== GIVEN REQUEST ==
From the material below, keep only the lines that contain the string "blue", copying each one in full. Matching is case-sensitive.

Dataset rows

________________

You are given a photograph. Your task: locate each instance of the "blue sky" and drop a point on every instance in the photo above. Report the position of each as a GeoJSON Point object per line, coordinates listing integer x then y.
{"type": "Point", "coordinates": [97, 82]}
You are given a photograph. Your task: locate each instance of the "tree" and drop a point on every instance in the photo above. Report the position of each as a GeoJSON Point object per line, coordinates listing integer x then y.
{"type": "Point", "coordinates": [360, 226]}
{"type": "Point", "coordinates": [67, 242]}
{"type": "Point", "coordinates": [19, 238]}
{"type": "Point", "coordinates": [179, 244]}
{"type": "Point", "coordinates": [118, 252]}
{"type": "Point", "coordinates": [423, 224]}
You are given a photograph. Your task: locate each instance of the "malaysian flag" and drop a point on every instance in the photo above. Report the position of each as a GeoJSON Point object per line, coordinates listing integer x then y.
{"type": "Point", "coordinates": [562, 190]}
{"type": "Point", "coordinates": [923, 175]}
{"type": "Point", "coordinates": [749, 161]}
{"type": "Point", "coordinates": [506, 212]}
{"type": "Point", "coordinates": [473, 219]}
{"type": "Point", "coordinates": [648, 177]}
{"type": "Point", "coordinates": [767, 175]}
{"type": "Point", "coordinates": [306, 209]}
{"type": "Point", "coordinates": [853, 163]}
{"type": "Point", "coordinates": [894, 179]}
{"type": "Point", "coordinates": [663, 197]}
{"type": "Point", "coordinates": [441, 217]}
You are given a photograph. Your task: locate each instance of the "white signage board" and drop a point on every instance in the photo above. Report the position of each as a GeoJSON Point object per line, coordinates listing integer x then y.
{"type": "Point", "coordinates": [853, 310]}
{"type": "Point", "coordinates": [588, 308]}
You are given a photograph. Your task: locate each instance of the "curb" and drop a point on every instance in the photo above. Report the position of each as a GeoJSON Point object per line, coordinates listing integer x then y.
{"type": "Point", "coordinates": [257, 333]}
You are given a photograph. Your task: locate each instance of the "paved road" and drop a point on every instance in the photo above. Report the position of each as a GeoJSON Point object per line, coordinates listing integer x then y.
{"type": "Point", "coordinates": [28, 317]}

________________

== EXPECTED ANSWER ==
You are given a photograph. Your task: locate each instance of the "blue sky" and drop a point on every instance in the photo above. Report the position of each as a GeoJSON Point object per line, coordinates listing integer x then y.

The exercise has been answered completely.